#### BRIEF
Your answer is the lines below, exactly, from the one that contains "Indicate the dirt" through the one that contains "Indicate the construction", both included.
(SOURCE INFORMATION begins)
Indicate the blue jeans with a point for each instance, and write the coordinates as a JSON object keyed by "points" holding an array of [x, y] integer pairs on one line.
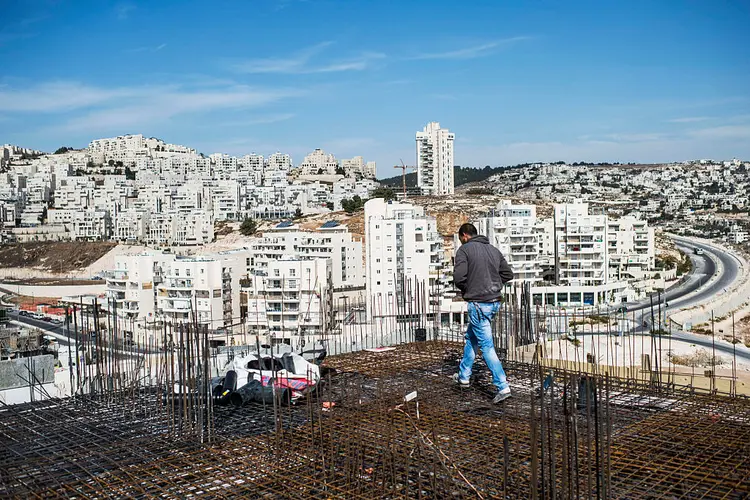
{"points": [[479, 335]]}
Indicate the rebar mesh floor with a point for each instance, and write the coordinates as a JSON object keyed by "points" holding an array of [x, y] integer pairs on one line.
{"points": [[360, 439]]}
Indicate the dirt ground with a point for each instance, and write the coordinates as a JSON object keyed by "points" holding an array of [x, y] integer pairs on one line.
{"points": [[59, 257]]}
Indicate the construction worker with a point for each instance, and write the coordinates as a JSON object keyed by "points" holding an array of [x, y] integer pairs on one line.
(SOURCE INFORMATION ends)
(SOURCE INFORMATION begins)
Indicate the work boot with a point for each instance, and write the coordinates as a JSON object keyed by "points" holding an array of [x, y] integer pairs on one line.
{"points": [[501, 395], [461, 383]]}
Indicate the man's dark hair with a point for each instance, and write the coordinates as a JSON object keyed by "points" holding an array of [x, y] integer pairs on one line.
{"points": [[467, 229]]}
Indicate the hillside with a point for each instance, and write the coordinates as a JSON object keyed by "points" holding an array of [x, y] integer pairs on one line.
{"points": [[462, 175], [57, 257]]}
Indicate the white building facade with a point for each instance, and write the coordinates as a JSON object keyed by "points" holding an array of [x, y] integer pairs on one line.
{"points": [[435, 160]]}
(SOURCE INFORMATION ends)
(SOURCE INFORMATION begins)
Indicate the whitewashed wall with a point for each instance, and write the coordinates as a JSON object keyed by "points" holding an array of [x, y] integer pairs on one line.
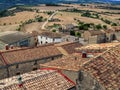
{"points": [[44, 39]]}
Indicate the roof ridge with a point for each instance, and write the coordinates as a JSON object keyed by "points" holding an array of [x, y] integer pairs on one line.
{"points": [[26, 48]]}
(SOURCE INFORMATION ends)
#### ANSWER TO THIS EXERCISE
Indicate the dirt ground with a point for each instance, and write the coordinates as a JSON object keyed by "points" holding an array of [x, y] integer pairs on one line.
{"points": [[59, 257]]}
Indicate the construction worker with a point for each instance, and write the coordinates as a JSON object keyed by "points" holding an array of [x, y] integer pairs on one line.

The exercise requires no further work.